-- START Text segment --
23. The question of “equivalence of posts” as contemplated both in the 1993 OM and in the subsequent 2004 Letter, is fundamentally a matter of policy. Such equivalence must be determined by the Government on the basis of a detailed analysis of data by experts in the field. Until such equivalence is formally evaluated and notified by the Government, the entitlement of candidates whose parent(s) work in organisations other than in Class I or II of the Central or State Civil Services, shall be decided by the Income/ Wealth Test. The core question therefore is whether paragraph 9 of the 2004 Letter merely explains the scheme of the 1993 OM or impermissibly alters its substantive structure of exclusion.
24. Before adverting to the 2004 Letter, it is essential to reiterate the well- established principle that a mere government letter cannot have the effect of overriding, overruling or superseding any proceeding in the nature of an executive instruction or an Office Memorandum issued in exercise of executive power under Article 162 of the Constitution. The clarificatory letter must, therefore, be construed strictly as one explaining or supplementing the foundational guidelines laid down in the 1993 OM, which was issued after due deliberation and following the requisite procedure and not as altering its substantive framework. It is settled law that a clarificatory instruction cannot introduce a substantive condition that does not exist in the parent policy. If it travels beyond explanation and alters rights or liabilities, it ceases to be clarificatory and assumes the character of an amendment.
25. In order to understand the impact of the clarificatory letter dated 14.10.2004, it is apposite to extract Paragraphs 7-10 thereof as follows:
“7. In regard to clause (v) of para 4, it is clarified that the sons and daughters of parents of whom only the husband is a directly recruited Class II/Group B officer who gets into Class I/Group A at the age of 40 or earlier are treated to be in creamy layer. If the father is directly recruited Class III/Group C or Class IV/Group D employee and he gets into Class I/Group A at the age of 40 or earlier, his sons and daughters shall not be treated to be falling in creamy layer.
8. In regard to clauses (vi), (vii) and (viii) of para 4, it is clarified that the creamy layer status of a candidate is determined on the basis of the status of his parents and not on the basis of his own status or income or on the basis of status or income or on the basis of status or income of his/her spouse. Therefore, while determining the creamy layer status of a person the status or the income of the candidate himself or of his/her spouse shall not be taken into account.
-- END Text segment --
-- START Data records --
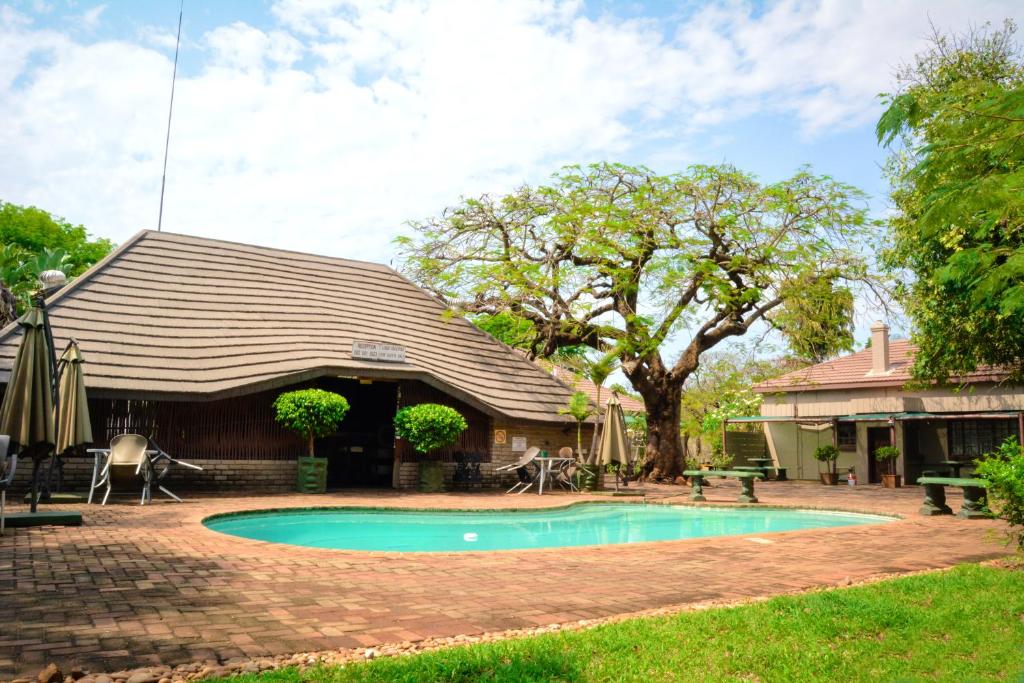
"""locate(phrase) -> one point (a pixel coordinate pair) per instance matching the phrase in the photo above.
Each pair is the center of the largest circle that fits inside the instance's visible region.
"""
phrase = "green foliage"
(429, 426)
(310, 413)
(1005, 472)
(956, 168)
(909, 629)
(827, 454)
(617, 257)
(35, 241)
(887, 455)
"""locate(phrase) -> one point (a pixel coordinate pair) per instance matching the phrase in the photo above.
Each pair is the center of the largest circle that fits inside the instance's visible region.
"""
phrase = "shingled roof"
(172, 316)
(853, 372)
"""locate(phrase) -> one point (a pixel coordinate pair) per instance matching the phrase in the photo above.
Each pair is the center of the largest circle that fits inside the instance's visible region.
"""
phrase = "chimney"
(880, 348)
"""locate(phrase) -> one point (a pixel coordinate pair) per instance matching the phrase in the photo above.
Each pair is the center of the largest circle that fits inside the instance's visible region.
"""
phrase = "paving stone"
(151, 586)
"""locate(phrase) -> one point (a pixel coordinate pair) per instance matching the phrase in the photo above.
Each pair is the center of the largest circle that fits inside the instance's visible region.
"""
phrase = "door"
(877, 437)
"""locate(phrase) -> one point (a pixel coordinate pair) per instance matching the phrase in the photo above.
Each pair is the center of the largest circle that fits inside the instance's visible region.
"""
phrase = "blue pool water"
(588, 524)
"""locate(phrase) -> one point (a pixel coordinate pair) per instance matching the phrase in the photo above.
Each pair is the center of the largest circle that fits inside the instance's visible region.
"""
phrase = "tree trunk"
(663, 399)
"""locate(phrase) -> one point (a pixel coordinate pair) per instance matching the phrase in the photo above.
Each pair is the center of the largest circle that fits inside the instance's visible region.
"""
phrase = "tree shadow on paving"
(111, 606)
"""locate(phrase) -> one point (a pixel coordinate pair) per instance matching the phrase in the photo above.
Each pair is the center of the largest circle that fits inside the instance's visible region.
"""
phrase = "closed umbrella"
(73, 426)
(614, 445)
(27, 413)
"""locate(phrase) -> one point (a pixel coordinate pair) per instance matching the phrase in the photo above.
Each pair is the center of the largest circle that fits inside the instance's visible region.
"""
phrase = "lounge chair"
(521, 467)
(7, 467)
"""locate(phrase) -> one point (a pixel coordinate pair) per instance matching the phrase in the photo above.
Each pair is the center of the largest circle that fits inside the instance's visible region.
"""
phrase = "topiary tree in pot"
(827, 455)
(429, 427)
(310, 413)
(887, 456)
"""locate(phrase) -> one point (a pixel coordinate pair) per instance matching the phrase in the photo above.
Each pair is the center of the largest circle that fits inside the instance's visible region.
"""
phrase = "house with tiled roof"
(189, 340)
(866, 399)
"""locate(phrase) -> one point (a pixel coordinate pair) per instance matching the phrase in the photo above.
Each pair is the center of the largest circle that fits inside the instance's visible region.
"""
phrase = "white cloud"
(330, 128)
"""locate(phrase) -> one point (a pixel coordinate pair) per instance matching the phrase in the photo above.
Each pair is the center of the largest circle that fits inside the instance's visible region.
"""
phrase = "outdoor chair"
(7, 467)
(134, 459)
(521, 467)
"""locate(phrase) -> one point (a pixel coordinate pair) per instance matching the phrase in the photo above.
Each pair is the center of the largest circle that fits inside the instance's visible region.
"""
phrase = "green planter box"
(312, 475)
(431, 476)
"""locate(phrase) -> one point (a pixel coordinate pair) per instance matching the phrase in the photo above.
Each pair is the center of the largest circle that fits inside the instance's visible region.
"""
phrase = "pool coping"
(881, 519)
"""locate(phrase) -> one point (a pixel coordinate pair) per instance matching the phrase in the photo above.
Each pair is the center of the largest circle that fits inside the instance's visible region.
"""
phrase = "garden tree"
(35, 241)
(721, 388)
(955, 128)
(429, 426)
(617, 258)
(580, 409)
(310, 413)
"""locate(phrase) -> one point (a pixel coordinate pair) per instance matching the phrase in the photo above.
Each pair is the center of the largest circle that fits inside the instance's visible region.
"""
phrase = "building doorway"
(360, 454)
(877, 437)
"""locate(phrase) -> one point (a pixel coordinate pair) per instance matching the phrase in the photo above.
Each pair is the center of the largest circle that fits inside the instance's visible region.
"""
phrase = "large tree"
(34, 241)
(955, 128)
(629, 262)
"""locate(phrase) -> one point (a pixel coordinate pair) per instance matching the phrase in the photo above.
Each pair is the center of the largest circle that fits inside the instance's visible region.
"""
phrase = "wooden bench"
(935, 497)
(745, 479)
(764, 469)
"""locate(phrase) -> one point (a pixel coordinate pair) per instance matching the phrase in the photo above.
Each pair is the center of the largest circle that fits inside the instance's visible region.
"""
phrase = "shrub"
(310, 413)
(887, 455)
(827, 455)
(429, 426)
(1005, 472)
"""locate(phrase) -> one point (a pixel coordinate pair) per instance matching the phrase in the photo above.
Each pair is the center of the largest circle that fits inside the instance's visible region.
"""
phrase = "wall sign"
(378, 351)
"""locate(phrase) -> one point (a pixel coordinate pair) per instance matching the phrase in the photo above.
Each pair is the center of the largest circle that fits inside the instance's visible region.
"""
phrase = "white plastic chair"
(7, 467)
(125, 461)
(520, 466)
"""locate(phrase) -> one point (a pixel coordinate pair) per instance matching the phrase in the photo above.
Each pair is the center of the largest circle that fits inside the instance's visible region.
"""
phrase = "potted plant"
(887, 455)
(827, 455)
(581, 409)
(429, 427)
(310, 413)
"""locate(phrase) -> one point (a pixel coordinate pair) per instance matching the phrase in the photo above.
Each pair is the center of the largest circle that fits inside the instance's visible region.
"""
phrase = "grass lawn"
(964, 625)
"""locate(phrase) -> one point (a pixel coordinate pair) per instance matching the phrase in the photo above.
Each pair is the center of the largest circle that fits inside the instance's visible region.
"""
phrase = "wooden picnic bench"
(745, 479)
(935, 497)
(764, 469)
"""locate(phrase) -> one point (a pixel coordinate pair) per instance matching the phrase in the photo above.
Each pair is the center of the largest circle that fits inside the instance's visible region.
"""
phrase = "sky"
(327, 125)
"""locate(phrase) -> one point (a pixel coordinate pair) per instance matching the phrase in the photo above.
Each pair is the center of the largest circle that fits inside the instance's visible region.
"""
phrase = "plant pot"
(892, 481)
(431, 476)
(312, 475)
(591, 477)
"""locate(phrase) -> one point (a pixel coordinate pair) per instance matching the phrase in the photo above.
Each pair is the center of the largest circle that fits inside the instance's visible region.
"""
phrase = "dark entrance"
(877, 437)
(361, 454)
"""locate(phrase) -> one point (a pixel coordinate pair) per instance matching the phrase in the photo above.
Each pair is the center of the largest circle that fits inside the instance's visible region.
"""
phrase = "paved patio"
(142, 586)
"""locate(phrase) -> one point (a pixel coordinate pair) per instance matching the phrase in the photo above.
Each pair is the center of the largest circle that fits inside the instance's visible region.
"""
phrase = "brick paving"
(143, 586)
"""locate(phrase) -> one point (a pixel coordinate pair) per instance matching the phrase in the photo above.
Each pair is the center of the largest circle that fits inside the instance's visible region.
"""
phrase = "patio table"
(546, 465)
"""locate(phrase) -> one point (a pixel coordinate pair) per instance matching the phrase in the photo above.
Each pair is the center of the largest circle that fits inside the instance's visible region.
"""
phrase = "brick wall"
(269, 475)
(546, 436)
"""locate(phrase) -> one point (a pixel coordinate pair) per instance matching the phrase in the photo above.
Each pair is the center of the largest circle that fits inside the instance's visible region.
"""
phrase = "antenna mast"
(170, 111)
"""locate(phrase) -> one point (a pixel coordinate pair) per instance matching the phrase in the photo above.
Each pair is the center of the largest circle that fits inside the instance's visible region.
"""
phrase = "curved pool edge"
(878, 519)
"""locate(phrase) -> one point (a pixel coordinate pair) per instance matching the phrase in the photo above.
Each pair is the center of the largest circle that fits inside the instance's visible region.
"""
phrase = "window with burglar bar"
(971, 438)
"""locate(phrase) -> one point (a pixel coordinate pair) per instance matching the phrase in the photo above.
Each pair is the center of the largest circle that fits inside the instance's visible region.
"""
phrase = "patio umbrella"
(614, 445)
(27, 413)
(73, 426)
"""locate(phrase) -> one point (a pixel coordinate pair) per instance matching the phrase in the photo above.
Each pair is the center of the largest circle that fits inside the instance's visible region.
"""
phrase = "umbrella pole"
(35, 484)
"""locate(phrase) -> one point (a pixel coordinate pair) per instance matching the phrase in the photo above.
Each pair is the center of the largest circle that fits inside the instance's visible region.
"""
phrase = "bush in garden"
(429, 426)
(1005, 472)
(310, 413)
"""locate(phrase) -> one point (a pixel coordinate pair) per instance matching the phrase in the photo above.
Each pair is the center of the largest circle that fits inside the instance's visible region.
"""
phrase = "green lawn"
(964, 625)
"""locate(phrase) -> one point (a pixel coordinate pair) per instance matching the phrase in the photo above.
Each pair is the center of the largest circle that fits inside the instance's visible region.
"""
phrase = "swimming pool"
(583, 524)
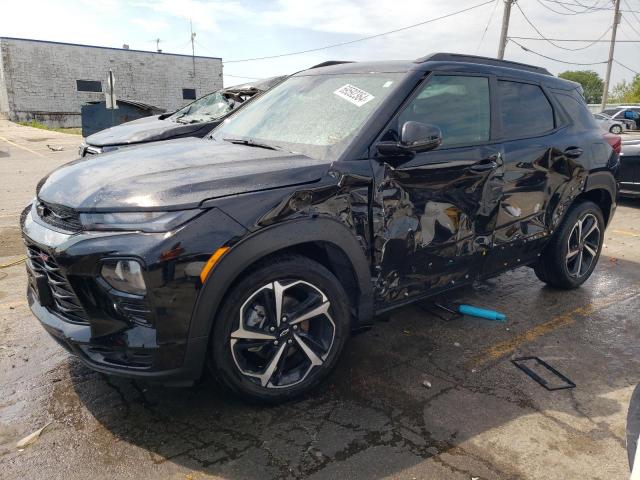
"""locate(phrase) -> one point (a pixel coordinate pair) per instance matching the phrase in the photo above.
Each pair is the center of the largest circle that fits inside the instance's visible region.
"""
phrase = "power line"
(559, 2)
(630, 25)
(363, 38)
(573, 40)
(570, 12)
(632, 12)
(624, 66)
(555, 59)
(487, 27)
(554, 44)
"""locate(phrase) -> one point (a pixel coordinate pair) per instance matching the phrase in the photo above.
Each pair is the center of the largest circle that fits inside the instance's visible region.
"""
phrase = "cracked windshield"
(209, 107)
(313, 115)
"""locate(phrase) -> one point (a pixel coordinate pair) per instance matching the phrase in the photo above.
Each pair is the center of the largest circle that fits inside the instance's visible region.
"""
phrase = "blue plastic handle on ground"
(482, 313)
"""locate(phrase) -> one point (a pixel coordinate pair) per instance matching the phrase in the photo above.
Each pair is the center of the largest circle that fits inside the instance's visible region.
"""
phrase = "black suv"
(343, 192)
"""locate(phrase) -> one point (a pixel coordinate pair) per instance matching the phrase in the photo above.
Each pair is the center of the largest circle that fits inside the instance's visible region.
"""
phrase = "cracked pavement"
(373, 418)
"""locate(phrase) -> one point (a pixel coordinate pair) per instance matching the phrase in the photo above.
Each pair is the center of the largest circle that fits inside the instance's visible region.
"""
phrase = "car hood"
(146, 129)
(173, 175)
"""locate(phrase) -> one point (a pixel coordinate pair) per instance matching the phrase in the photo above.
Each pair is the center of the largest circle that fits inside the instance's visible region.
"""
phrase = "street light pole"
(612, 45)
(506, 15)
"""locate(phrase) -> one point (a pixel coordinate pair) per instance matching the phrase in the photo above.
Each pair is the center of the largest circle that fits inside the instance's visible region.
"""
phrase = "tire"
(567, 263)
(263, 359)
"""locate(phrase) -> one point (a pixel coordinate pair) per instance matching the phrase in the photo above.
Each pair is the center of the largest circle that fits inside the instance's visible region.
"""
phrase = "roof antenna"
(193, 48)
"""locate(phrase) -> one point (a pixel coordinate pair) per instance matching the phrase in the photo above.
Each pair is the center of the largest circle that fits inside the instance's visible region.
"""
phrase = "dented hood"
(146, 129)
(173, 175)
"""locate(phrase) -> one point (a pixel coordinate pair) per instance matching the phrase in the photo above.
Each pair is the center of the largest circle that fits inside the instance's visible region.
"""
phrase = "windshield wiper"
(250, 143)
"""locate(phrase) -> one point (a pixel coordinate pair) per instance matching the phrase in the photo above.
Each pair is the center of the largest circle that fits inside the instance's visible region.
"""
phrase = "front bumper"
(107, 338)
(77, 340)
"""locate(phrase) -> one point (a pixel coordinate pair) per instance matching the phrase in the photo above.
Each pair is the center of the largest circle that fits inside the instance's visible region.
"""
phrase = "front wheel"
(570, 257)
(280, 330)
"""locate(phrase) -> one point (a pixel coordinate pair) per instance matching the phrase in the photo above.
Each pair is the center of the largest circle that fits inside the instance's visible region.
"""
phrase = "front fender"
(273, 239)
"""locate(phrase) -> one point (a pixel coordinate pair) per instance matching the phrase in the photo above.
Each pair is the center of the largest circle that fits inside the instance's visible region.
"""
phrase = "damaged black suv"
(343, 192)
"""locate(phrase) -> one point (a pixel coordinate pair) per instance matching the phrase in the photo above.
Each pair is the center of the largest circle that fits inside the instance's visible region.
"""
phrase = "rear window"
(578, 112)
(525, 110)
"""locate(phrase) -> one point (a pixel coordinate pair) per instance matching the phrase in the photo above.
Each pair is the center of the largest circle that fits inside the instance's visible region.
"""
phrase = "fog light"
(124, 275)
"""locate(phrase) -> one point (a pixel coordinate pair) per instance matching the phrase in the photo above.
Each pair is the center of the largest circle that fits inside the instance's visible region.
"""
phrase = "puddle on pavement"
-- END Data records --
• [Task goal]
Copy the part of the passage that opens with the words containing "25. In order" and closes with "falling in creamy layer.", switching "sons and daughters" to "children". Work only from the passage.

• [Output below]
25. In order to understand the impact of the clarificatory letter dated 14.10.2004, it is apposite to extract Paragraphs 7-10 thereof as follows:
“7. In regard to clause (v) of para 4, it is clarified that the children of parents of whom only the husband is a directly recruited Class II/Group B officer who gets into Class I/Group A at the age of 40 or earlier are treated to be in creamy layer. If the father is directly recruited Class III/Group C or Class IV/Group D employee and he gets into Class I/Group A at the age of 40 or earlier, his children shall not be treated to be falling in creamy layer.